Task prompt: Reproduce everything in the museum internship text from "Learning from a" down to "one of them.", word for word.

Connecting the Past to the Pandemic
As I conducted my object-based research, COVID-19 allowed me to bridge another gap – that between past and present. The pandemic opened my eyes to the ways in which we as people have always used material objects to overcome obstacles.
For example, one such object that I explored during my internship was a kero from the Inca culture of fifteenth- and sixteenth-century Peru. This wooden cup was used to drink chicha de maíz, or corn beer, at ritual celebrations and ceremonial gatherings. As part of these celebrations, pairs of kero would be exchanged between Andean rulers. Such acts of reciprocity allowed the Inca to overcome interregional conflict as they raised their keros to state and local cooperation. (Click here for more information on the kero.) Today, because of the pandemic, such physical gatherings are not possible. Instead, we use phones and computers to create virtual gatherings. These material objects allow us to overcome the obstacle that is social distancing, connecting us to friends and family members (and in my case, coworkers) in a way that is safe. COVID-19 has really made me appreciate this power of past and present objects to overcome barriers in order to bring people closer together.
Another object that offered pandemic parallels was the pair of nalın from nineteenth-century Syria that I explored.
These wooden platform sandals were worn to create a boundary between the feet and the wet, dirty floor of the Ottoman bathhouse. As the nalın of wealthy persons grew in height and ornamentation, they also came to represent a boundary between the upper and lower class. Thus, these sandals allowed the wearer to overcome both the physical contamination of walking through muck and the social contamination of being mistaken for a person of lesser status. (Click here for more information on the nalin.) The more I learned about the nalın, the more I was reminded of the face masks that we now wear every day. Like the sandals, these masks allow us to protect our bodies from the germs that threaten to attack them. And like the height and ornamentation of the nalın, the patterns and slogans blazoned across our masks allow us to put our identities on display for all to see. COVID-19 has opened my eyes to the ways in which such material objects are used to overcome obstacles, both practically and symbolically.
Learning from a Distance
Start to finish, my experience as an intern for the Everhart Museum was defined by COVID-19. The unfortunate cancellation of my summer plans, the sweatpants-clad interview during my quarantine, the virtual connections I made with my coworkers, the parallels I drew between my research and the pandemic – COVID-19 is (for better or worse) responsible for all of these. I cannot say that these moments were all smooth sailing. But I can say that I learned something from each and every one of them.
Above all, I learned that the Everhart Museum is more than a building. It’s a community of people who are passionate about bringing the stories of the past into the world of the present. I’m grateful to those at the Everhart Museum for welcoming me into this community from over 100 miles away.

Items listed in a dataset:

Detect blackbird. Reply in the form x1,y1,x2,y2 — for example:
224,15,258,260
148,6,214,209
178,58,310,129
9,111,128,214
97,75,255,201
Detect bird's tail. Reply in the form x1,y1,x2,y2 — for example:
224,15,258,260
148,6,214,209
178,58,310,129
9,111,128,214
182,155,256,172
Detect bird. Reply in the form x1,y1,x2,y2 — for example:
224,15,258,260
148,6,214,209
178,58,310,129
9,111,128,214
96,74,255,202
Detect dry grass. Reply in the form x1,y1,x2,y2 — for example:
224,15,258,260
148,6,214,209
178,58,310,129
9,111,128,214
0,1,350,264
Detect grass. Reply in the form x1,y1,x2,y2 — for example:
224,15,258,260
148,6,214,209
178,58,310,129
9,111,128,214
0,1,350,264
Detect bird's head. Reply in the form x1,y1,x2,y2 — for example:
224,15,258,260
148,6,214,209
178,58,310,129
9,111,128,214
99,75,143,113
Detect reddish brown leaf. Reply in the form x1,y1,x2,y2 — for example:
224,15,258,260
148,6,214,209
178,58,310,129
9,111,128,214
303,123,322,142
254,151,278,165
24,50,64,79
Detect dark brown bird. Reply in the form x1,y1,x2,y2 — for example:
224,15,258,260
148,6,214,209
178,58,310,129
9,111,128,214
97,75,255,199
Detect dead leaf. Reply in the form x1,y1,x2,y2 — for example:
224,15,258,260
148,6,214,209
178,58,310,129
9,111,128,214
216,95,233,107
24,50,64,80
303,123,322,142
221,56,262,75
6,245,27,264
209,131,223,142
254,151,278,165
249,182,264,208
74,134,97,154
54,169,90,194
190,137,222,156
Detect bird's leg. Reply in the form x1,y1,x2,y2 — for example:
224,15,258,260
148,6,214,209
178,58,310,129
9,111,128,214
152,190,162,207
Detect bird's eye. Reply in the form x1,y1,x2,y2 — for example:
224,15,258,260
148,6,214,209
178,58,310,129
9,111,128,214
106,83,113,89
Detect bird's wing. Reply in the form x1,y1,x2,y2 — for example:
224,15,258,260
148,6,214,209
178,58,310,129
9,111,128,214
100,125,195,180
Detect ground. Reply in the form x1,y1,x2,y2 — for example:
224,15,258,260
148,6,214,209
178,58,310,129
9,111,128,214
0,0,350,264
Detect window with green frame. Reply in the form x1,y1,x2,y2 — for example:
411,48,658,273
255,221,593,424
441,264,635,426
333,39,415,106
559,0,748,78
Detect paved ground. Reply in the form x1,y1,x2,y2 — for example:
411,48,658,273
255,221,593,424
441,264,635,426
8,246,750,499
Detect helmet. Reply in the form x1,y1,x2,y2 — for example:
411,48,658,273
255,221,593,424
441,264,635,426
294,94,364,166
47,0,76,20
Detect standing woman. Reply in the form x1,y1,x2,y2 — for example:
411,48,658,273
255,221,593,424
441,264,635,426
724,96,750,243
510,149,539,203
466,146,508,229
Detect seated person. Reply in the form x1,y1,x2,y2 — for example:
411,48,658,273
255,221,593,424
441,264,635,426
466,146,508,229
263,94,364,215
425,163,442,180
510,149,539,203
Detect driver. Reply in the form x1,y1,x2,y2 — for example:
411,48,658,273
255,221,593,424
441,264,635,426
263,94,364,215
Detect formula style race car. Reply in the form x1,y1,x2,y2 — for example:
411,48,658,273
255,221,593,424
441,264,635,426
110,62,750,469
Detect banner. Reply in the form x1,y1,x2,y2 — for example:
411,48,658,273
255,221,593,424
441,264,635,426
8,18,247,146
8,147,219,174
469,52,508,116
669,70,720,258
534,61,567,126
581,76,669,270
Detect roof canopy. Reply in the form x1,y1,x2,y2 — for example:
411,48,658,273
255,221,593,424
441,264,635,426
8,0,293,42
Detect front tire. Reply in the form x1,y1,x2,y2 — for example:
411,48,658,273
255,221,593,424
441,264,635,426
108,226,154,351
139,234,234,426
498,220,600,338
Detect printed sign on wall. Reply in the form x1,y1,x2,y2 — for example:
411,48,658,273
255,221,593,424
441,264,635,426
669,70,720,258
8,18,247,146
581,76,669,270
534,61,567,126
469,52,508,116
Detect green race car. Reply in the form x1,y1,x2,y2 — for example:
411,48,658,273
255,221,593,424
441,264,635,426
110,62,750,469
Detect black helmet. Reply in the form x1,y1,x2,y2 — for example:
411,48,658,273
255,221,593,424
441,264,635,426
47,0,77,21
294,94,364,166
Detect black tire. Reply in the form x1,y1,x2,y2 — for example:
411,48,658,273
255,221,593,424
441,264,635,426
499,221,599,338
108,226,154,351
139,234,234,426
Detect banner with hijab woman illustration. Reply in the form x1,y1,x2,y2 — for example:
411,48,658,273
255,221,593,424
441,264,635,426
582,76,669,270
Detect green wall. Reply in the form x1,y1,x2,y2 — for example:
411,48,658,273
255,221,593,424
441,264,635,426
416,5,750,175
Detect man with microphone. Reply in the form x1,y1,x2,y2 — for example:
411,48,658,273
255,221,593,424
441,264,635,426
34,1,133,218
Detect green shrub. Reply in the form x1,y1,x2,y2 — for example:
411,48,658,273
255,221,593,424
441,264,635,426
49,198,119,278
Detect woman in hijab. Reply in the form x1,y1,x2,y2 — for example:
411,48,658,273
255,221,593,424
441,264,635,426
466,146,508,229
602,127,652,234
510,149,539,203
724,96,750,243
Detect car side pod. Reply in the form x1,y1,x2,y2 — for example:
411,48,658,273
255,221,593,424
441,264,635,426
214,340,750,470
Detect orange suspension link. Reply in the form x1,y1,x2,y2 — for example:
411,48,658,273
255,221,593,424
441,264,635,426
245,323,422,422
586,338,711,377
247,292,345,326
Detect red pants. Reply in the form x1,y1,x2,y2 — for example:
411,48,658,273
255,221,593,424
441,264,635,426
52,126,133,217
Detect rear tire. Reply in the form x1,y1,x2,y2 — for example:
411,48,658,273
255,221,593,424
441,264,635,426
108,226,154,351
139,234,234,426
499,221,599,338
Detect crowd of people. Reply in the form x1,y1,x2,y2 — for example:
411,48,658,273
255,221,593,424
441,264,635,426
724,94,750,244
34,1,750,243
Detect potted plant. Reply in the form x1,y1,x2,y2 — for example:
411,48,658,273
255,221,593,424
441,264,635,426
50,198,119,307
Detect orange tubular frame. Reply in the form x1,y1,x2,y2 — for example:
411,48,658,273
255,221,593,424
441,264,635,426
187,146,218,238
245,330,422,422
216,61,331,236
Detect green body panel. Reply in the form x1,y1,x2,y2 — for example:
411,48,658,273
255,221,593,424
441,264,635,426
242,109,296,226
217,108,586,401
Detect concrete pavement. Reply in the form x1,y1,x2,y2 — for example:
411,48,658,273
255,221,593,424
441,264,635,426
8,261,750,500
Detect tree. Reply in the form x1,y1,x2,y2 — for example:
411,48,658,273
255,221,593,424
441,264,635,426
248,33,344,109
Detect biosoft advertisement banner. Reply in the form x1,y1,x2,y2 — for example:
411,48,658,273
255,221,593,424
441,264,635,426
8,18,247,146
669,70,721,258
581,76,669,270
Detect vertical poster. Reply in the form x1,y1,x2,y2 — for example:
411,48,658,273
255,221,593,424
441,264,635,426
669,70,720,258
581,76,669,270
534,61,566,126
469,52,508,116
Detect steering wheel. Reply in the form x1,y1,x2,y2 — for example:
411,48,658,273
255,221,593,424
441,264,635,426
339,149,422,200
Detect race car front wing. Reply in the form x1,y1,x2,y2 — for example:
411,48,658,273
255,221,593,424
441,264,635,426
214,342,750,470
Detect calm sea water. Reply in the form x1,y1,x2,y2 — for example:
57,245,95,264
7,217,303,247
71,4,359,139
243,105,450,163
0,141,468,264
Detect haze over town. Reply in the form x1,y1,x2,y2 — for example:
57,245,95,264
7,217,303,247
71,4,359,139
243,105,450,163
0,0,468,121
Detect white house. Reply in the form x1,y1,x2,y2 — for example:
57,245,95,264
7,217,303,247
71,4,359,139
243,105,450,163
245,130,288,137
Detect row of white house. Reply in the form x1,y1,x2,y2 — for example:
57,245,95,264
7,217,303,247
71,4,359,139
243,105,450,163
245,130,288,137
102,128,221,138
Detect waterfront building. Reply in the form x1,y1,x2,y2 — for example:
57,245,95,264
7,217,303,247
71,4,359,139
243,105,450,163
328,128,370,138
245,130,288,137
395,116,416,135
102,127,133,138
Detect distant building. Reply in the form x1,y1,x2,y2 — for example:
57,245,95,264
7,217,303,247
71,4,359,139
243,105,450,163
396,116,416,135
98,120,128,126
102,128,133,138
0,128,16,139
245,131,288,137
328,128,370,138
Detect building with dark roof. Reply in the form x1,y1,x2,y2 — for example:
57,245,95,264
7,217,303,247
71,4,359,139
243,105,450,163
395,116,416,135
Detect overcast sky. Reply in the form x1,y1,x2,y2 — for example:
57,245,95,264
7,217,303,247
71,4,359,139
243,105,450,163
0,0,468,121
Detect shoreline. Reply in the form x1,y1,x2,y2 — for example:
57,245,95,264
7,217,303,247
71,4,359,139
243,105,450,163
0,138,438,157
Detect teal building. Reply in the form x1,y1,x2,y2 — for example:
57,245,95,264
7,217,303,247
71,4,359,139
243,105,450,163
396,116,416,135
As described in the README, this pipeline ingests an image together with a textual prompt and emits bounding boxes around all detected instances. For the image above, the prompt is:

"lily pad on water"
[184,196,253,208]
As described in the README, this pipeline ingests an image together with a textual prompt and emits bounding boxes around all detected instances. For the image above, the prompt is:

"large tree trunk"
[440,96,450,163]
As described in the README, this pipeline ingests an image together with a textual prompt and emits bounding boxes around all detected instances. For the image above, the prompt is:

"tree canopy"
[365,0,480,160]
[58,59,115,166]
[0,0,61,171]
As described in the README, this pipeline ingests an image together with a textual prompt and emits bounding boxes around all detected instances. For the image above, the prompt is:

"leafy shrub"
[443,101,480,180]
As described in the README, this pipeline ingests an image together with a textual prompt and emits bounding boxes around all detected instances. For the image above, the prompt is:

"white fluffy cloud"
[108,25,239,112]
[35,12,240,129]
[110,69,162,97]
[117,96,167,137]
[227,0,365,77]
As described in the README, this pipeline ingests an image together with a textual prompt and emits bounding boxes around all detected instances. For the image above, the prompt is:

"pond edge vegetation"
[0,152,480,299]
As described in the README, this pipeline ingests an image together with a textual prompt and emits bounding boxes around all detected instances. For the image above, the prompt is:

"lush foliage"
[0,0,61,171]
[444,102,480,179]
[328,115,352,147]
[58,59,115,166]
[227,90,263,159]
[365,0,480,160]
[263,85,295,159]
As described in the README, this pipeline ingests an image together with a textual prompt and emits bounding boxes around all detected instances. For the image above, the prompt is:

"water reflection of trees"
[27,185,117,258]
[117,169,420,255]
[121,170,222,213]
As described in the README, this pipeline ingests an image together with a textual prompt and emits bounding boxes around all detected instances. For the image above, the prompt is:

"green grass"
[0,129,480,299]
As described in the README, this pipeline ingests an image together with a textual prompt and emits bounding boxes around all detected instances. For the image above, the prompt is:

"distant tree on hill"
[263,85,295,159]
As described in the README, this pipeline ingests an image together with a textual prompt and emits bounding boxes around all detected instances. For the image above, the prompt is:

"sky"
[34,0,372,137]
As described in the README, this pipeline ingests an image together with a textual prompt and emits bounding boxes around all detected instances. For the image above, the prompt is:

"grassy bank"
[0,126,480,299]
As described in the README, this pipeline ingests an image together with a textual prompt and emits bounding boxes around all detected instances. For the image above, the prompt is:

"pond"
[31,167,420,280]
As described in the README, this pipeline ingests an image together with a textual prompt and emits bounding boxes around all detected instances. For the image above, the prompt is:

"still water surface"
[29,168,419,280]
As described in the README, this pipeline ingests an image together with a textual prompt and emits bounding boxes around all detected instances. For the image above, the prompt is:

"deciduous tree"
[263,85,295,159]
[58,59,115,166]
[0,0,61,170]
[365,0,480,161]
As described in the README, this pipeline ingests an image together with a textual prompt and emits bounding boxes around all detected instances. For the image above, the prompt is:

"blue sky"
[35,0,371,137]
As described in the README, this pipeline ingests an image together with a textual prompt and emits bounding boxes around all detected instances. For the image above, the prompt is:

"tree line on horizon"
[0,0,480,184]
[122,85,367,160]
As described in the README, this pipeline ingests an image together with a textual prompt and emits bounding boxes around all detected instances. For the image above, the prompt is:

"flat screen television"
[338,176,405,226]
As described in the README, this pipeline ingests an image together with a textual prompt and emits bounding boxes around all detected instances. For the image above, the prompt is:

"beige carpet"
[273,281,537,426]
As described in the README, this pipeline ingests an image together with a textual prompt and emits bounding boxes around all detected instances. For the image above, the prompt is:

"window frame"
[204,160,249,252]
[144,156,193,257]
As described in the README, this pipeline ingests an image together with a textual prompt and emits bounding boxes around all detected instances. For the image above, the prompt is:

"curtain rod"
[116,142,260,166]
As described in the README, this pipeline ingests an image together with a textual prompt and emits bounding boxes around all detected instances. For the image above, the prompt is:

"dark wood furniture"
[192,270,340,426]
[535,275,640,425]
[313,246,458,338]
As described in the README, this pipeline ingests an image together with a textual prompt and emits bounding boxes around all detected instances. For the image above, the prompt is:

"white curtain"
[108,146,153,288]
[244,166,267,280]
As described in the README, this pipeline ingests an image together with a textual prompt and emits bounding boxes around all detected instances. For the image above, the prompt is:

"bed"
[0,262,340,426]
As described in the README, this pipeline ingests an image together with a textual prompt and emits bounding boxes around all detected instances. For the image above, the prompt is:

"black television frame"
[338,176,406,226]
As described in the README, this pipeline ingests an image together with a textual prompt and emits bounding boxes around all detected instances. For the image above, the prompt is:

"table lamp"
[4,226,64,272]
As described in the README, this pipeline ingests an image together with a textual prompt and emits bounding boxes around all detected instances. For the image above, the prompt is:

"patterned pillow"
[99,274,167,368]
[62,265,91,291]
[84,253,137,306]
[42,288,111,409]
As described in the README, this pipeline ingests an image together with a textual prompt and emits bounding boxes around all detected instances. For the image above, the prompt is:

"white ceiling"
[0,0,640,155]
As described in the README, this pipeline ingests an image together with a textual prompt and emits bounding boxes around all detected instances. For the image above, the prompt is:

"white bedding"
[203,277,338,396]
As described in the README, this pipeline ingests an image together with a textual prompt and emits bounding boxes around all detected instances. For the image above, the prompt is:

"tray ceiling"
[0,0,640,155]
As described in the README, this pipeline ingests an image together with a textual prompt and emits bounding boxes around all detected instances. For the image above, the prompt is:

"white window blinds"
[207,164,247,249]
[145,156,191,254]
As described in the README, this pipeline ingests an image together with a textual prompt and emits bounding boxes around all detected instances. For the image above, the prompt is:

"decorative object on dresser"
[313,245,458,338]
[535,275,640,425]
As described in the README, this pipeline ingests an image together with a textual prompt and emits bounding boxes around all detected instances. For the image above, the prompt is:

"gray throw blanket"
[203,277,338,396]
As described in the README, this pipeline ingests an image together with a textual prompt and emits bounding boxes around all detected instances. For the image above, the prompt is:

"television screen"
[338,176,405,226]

Response below:
Learning from a Distance
Start to finish, my experience as an intern for the Everhart Museum was defined by COVID-19. The unfortunate cancellation of my summer plans, the sweatpants-clad interview during my quarantine, the virtual connections I made with my coworkers, the parallels I drew between my research and the pandemic – COVID-19 is (for better or worse) responsible for all of these. I cannot say that these moments were all smooth sailing. But I can say that I learned something from each and every one of them.